[DATASET CONTENT Boundary: Start]

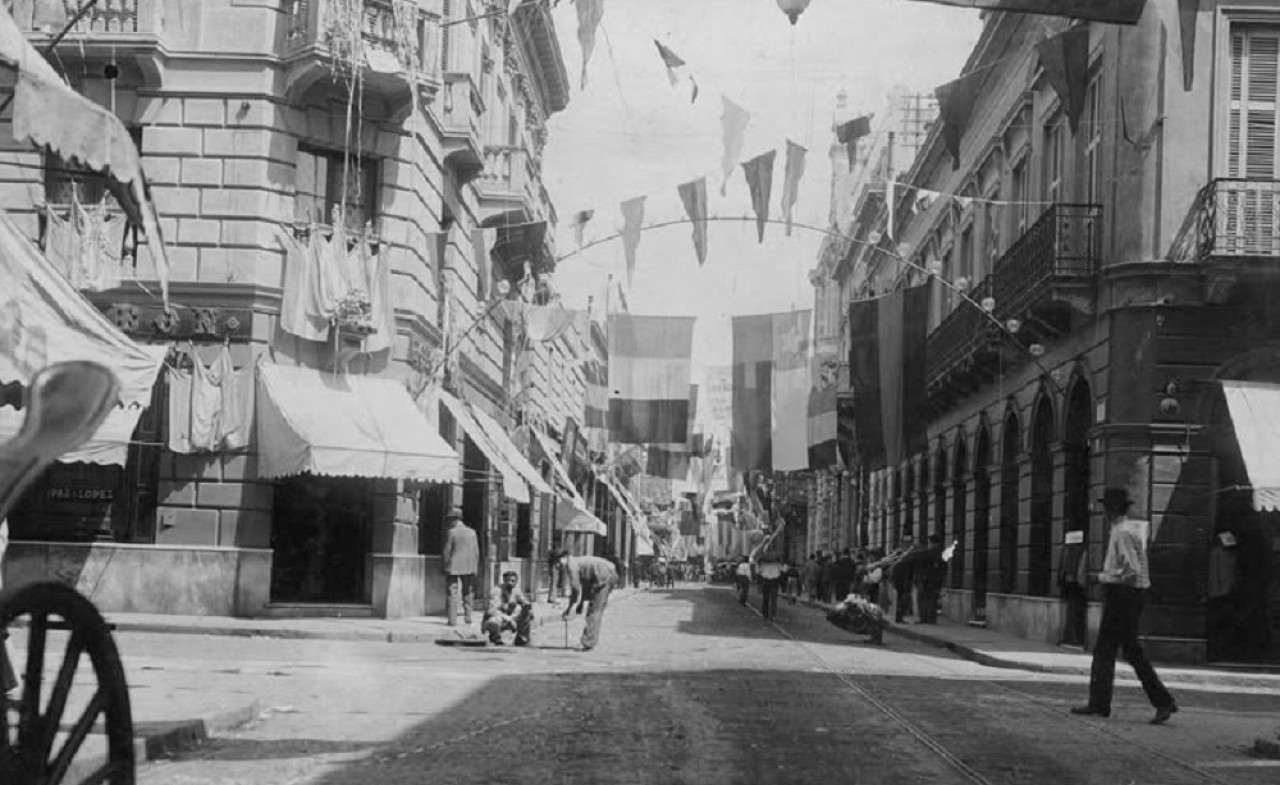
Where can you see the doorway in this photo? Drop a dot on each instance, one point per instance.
(321, 539)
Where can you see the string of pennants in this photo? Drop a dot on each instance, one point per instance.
(1064, 58)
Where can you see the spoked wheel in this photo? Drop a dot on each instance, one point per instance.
(46, 728)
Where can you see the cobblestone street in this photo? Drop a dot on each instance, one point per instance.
(686, 687)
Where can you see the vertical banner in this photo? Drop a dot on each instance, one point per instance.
(650, 363)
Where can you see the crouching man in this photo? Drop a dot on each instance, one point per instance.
(508, 610)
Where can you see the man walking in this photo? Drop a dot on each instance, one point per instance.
(1125, 579)
(461, 561)
(590, 578)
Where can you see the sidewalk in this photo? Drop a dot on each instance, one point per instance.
(1001, 649)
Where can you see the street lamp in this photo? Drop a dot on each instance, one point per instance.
(792, 8)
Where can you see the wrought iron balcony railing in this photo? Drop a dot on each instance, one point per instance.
(1232, 219)
(1047, 273)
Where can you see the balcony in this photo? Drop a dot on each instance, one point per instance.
(508, 182)
(461, 110)
(394, 56)
(126, 32)
(1233, 229)
(1045, 279)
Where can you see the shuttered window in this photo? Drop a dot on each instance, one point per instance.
(1252, 122)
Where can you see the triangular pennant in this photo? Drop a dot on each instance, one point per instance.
(1065, 59)
(1188, 12)
(759, 182)
(694, 197)
(955, 103)
(632, 218)
(849, 133)
(734, 121)
(791, 181)
(589, 14)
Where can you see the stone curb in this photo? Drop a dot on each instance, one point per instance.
(974, 655)
(152, 740)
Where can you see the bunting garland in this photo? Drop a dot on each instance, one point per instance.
(759, 182)
(694, 197)
(734, 121)
(791, 181)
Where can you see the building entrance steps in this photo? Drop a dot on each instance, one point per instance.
(1001, 649)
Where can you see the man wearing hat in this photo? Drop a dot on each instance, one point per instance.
(461, 561)
(590, 578)
(1125, 579)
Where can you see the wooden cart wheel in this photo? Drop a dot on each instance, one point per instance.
(44, 730)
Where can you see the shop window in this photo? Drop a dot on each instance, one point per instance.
(524, 532)
(328, 178)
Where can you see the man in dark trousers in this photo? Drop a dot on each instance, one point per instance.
(1125, 579)
(461, 561)
(590, 578)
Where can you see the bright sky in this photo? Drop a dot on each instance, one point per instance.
(631, 133)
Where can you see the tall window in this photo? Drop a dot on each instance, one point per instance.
(325, 178)
(1093, 142)
(1253, 103)
(1055, 158)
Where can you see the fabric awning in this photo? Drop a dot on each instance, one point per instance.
(501, 439)
(109, 446)
(512, 483)
(1255, 409)
(46, 320)
(572, 516)
(346, 425)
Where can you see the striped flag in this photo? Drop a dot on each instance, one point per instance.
(650, 360)
(771, 391)
(887, 374)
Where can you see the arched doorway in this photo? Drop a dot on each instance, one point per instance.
(1075, 507)
(1009, 471)
(959, 511)
(1040, 541)
(981, 520)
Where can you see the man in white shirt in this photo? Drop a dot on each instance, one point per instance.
(1125, 578)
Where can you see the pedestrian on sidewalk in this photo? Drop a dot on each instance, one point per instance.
(590, 579)
(769, 570)
(461, 561)
(510, 610)
(1125, 578)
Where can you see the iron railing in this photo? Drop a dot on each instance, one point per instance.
(1232, 218)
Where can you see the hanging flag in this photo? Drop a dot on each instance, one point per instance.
(694, 196)
(1188, 13)
(887, 374)
(791, 181)
(955, 101)
(579, 224)
(589, 14)
(673, 63)
(759, 182)
(650, 359)
(771, 392)
(789, 400)
(734, 121)
(1065, 59)
(823, 425)
(632, 220)
(1119, 12)
(849, 133)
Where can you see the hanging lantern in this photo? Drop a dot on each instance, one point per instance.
(792, 8)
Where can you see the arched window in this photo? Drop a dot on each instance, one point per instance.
(1009, 471)
(981, 519)
(1040, 539)
(959, 512)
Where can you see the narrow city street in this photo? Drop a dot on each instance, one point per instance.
(686, 687)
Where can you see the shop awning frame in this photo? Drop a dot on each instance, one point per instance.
(312, 421)
(1255, 409)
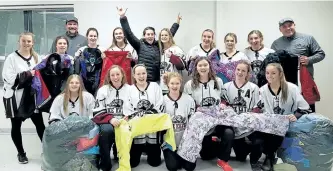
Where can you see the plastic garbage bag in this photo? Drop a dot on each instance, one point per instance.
(71, 145)
(308, 144)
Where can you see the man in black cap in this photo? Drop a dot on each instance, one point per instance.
(75, 39)
(302, 45)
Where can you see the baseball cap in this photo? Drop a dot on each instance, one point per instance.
(284, 20)
(72, 19)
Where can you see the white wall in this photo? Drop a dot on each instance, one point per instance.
(223, 17)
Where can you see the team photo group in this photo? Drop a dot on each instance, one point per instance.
(144, 95)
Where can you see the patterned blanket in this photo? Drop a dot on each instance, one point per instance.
(207, 118)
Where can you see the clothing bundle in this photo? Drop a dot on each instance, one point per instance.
(244, 124)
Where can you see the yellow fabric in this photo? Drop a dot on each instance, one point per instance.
(126, 131)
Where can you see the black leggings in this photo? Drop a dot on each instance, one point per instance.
(16, 134)
(153, 154)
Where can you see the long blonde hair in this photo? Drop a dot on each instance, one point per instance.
(213, 44)
(32, 51)
(107, 80)
(283, 82)
(171, 40)
(66, 93)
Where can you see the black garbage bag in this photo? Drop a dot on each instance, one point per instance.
(308, 144)
(67, 145)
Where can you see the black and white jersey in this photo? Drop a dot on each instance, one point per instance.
(57, 109)
(180, 110)
(236, 57)
(206, 94)
(243, 98)
(150, 99)
(271, 103)
(114, 101)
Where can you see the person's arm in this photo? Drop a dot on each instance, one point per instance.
(302, 106)
(99, 112)
(317, 54)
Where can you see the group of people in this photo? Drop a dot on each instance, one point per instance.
(161, 85)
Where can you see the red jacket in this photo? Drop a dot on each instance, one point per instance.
(309, 88)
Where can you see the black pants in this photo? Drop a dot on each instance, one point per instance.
(153, 154)
(271, 144)
(16, 134)
(254, 147)
(221, 150)
(174, 162)
(313, 107)
(105, 142)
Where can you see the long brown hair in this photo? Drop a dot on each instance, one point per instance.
(171, 40)
(283, 82)
(67, 92)
(32, 51)
(196, 75)
(114, 41)
(107, 80)
(248, 66)
(212, 45)
(257, 32)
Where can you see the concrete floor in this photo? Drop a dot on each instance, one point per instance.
(33, 149)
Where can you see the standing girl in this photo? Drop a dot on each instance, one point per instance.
(18, 101)
(180, 106)
(279, 97)
(146, 98)
(112, 104)
(231, 54)
(207, 90)
(172, 56)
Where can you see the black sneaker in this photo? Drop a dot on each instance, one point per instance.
(256, 166)
(22, 158)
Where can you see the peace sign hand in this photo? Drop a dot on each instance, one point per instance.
(121, 11)
(179, 18)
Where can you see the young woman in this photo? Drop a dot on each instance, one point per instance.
(120, 43)
(256, 52)
(112, 104)
(205, 48)
(180, 106)
(279, 97)
(146, 97)
(89, 62)
(231, 54)
(73, 100)
(169, 51)
(18, 101)
(207, 90)
(147, 48)
(243, 96)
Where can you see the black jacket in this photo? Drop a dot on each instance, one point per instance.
(148, 54)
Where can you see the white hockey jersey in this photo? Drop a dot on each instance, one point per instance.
(272, 104)
(236, 57)
(167, 66)
(244, 98)
(113, 101)
(150, 98)
(128, 48)
(180, 110)
(57, 110)
(198, 51)
(206, 94)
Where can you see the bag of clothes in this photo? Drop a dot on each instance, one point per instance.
(308, 144)
(71, 145)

[DATASET CONTENT Boundary: End]

WORK TO COMPLETE: Everything in the listing except the pictures must be reproduced exactly.

ANSWER FOR THE TASK:
Where can you see the doorway in this photo? Drop a dot on each instance, one point per instance.
(321, 539)
Where can you see the string of pennants in this photo? Drop a dot on each instance, one point per instance.
(1064, 58)
Where can you see the spoked wheel in this photo? Drop a dot on each instance, one point per instance.
(46, 728)
Where can you see the cobblestone street in this photo? Drop a dot on each instance, one point per instance.
(686, 687)
Where can you see the vertical banner in this photo? Drop a dot on each instance, one point per instance.
(650, 363)
Where can you see the crouching man in this photo? Drop a dot on each instance, one point per instance.
(508, 610)
Where can you see the man walking in this photo? Drop a dot on each instance, one point per instance.
(1125, 579)
(461, 561)
(590, 578)
Where can you see the sidewalk in this photo? Drop a dot on each instance, one point per instance.
(1001, 649)
Where can you see the street lamp in this photo? Drop a dot on each instance, one point per instance.
(792, 8)
Where can you see the wrought iron balcony railing in this photo? Drop a dot on each instance, one point per instance.
(1232, 219)
(1047, 273)
Where can you see the balcony in this photo? Drop a dot on each instance, one point per instance.
(508, 182)
(461, 110)
(394, 56)
(126, 32)
(1233, 229)
(1045, 279)
Where can you see the shuttered window in this photo? Drop a dot on each instance, one point per instance.
(1252, 122)
Where can you see the triangular pennant in this photo? Drop a dot on each instance, one point per instance.
(1065, 59)
(1188, 12)
(759, 182)
(694, 197)
(955, 103)
(632, 218)
(849, 133)
(734, 121)
(791, 181)
(589, 14)
Where can you see the stone curb in this photo? Drop a dot on each instance, one point per instance.
(974, 655)
(152, 740)
Where can you see the bunting garland in this photo? Drop a dot on each instance, one point per instance.
(759, 182)
(694, 197)
(734, 121)
(791, 181)
Where can you see the building entrance steps in this photo? Drop a dot on each instance, one point per instance.
(1001, 649)
Where can you see the man wearing hat in this photo? Drop a dot on each instance, one point per instance.
(461, 561)
(590, 578)
(1125, 579)
Where can you see the wooden cart wheel in this photo? Drop a dot on each instance, one point per instance.
(44, 730)
Where can you see the shop window in this photo? Drop a dot on each instance, one point per instance.
(524, 532)
(328, 178)
Where can you see the man in dark trousers in this photo? Drop a dot on each instance, one point per instance.
(1125, 579)
(461, 561)
(590, 578)
Where can you see the bright sky in this photo? Drop a dot on each instance, one point per instance.
(631, 133)
Where can you see the tall window in this photo? Drop a dot on each instance, one point per instance.
(325, 178)
(1093, 142)
(1253, 103)
(1055, 158)
Where can you see the fabric awning in this photo? Drop a dot on each instance, one point per instance.
(501, 439)
(109, 446)
(512, 483)
(1255, 409)
(46, 320)
(572, 516)
(346, 425)
Where can you see the striped flag in this photo? Drop a dot on each instance, one point per instance.
(650, 360)
(771, 391)
(887, 374)
Where can you see the arched doorway in this photo? Drop a dot on each instance, one point per instance.
(1075, 507)
(1009, 471)
(959, 511)
(1040, 541)
(981, 520)
Where can you see the man in white shirt in this photo? Drop a dot on each instance, one point per instance.
(1125, 578)
Where can you see the pedestrian on sidewalk in this photo? Drop a dot on each instance, one point per instance.
(590, 579)
(769, 570)
(461, 561)
(510, 610)
(1125, 578)
Where can you see the iron railing in this photo? Drop a dot on each instance, one point per instance.
(1232, 218)
Where can you see the hanging flag in this photo? Drop a dot on each instance, one point per instance.
(694, 196)
(1188, 13)
(887, 374)
(791, 181)
(955, 101)
(579, 224)
(589, 14)
(673, 63)
(759, 182)
(650, 359)
(771, 392)
(789, 400)
(734, 121)
(1065, 59)
(823, 425)
(632, 220)
(1119, 12)
(849, 133)
Where can you see the hanging lantern in this photo? Drop a dot on each instance, one point per instance.
(792, 8)
Where can you see the arched window in this photo? Drop a dot on each instance, one point per instance.
(1009, 471)
(981, 519)
(1040, 539)
(959, 512)
Where can you see the narrow city street in this photo? Drop a dot on each instance, one point per instance.
(686, 687)
Where can you see the shop awning frame in this photo? Drop a dot on each instance, one point per instance.
(312, 421)
(1255, 409)
Where can you see the plastic garbage bag in this photo? Drop a dot on each instance, one point per instance.
(71, 145)
(308, 144)
Where can you see the man in black cap in this photo? Drop a dot on each instance, one point per instance.
(75, 39)
(302, 45)
Where can you see the baseball cap in this photo? Drop a dot on each instance, one point per instance.
(284, 20)
(72, 19)
Where can you see the white wall in this photo? Drop a dot on each instance, one point per instance.
(223, 17)
Where can you see the team photo group in this photo? Drop a dot on each instance, one point per instance.
(144, 95)
Where can you see the patterned blanket in this photo? Drop a dot on each instance, one point per instance.
(207, 118)
Where can you see the clothing bundle in this photo? Drop a dot on each instance, one point per instance.
(244, 124)
Where can you see the yellow fabric in this photo? Drop a dot on each instance, one point per instance.
(126, 131)
Where can you see the black leggings in this photo? Drop a dot on each instance, one point per instance.
(16, 134)
(153, 154)
Where can you see the long blonde hair in this photo? Drop a dot on each instance, one point per instance.
(213, 44)
(32, 51)
(107, 80)
(283, 82)
(171, 40)
(66, 93)
Where can you see the black garbage bag in this photo? Drop a dot on each instance, one point per instance.
(308, 144)
(67, 145)
Where can you see the black and white jersey in this photo? Drop a dot on each instance, one point per instance.
(57, 109)
(180, 110)
(236, 57)
(206, 94)
(243, 98)
(150, 99)
(271, 103)
(114, 101)
Where can you see the person's arm in this photo? Drop a dot on each instance, one point per instance.
(302, 106)
(99, 112)
(317, 54)
Where can you see the group of people in this photo? Drop a dot on each instance, one point per instance.
(161, 85)
Where can you see the red jacket in this photo? Drop a dot on each instance, one point per instance.
(309, 88)
Where can you see the black pants in this photo? Drop a dot on each instance, one point per instance.
(153, 154)
(271, 144)
(16, 134)
(254, 147)
(221, 150)
(174, 162)
(313, 107)
(105, 142)
Where can you see the long brown hair in this photo? Drop a dot on each instance, one point per instance.
(171, 40)
(283, 82)
(67, 92)
(32, 51)
(196, 75)
(114, 41)
(107, 80)
(248, 66)
(212, 45)
(257, 32)
Where can you see the concrete floor in this photo? Drop a dot on each instance, one point per instance.
(33, 149)
Where can you see the standing girl in this photo? Drop a dot on each instance, one point per instance.
(18, 101)
(180, 106)
(279, 97)
(146, 98)
(112, 104)
(231, 54)
(207, 90)
(172, 56)
Where can you see the black sneaker in this photo? Drop a dot on each instance, one point per instance.
(256, 166)
(22, 158)
Where can you see the peace sign hand in this photo? Drop a dot on each instance, one point per instance.
(121, 11)
(179, 18)
Where can you see the young woman in this photo? Drop a dot on each instance, one point per instance.
(120, 43)
(256, 52)
(112, 104)
(205, 48)
(180, 106)
(279, 97)
(146, 97)
(89, 62)
(231, 54)
(73, 100)
(169, 51)
(18, 101)
(207, 90)
(147, 48)
(243, 96)
Where can you see the black jacket in this photo? Drop a dot on each instance, one point per instance.
(148, 54)
Where can you see the white hockey jersey in this photo? Drop a dot on each instance, one point per instance.
(272, 104)
(236, 57)
(167, 66)
(244, 98)
(113, 101)
(150, 98)
(128, 48)
(180, 110)
(57, 110)
(198, 51)
(206, 94)
Where can you see the bag of clothes in this photo? Drop a dot on each instance, one point per instance.
(308, 144)
(71, 145)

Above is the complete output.